──────── Source data ────────
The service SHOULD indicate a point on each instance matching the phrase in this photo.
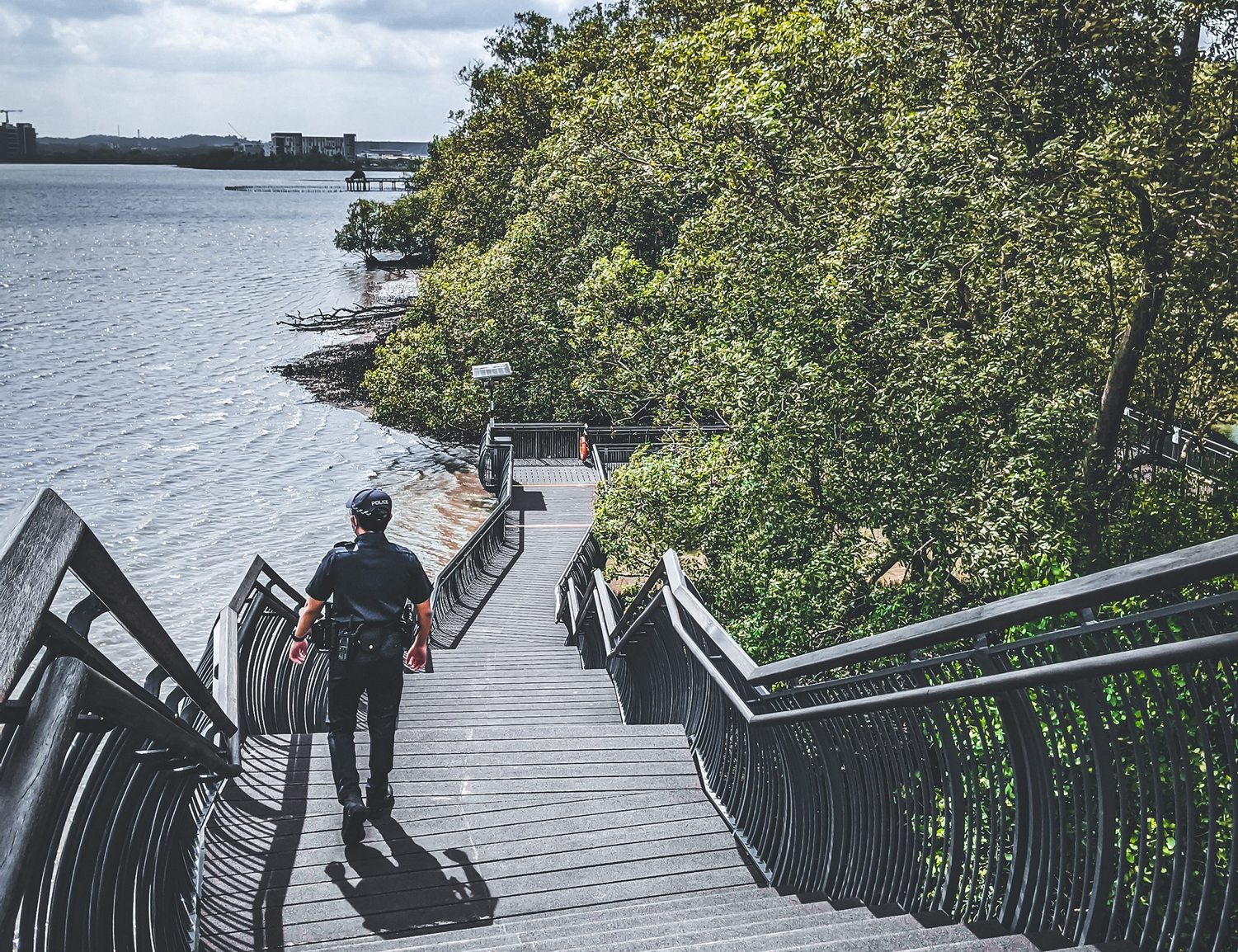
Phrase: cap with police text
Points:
(370, 503)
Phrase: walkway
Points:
(519, 789)
(529, 818)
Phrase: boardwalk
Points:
(519, 790)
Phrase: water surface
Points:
(139, 312)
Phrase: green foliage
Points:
(362, 233)
(395, 227)
(897, 245)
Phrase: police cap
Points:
(372, 504)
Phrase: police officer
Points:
(370, 580)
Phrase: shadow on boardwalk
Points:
(410, 892)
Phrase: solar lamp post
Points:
(488, 375)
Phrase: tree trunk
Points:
(1158, 232)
────────
__Task instructions__
When you copy the data, keep every line exact and drop the pictures.

__Response for this exercise__
The service SHOULD indicate a point on each instance matching the phrase in this photo.
Phrase: cap with police text
Points:
(370, 503)
Phrase: walkway
Points:
(519, 789)
(529, 818)
Phrase: boardwalk
Points:
(519, 790)
Phrase: water surface
Points:
(139, 312)
Phrase: green foliage
Points:
(362, 233)
(395, 227)
(897, 245)
Phrase: police cap
Points:
(372, 504)
Phrase: police officer
Points:
(370, 580)
Phrase: shadow on boardwalk
Points:
(410, 892)
Phrase: solar lamp post
Points:
(488, 375)
Phrase: tree trunk
Points:
(1158, 232)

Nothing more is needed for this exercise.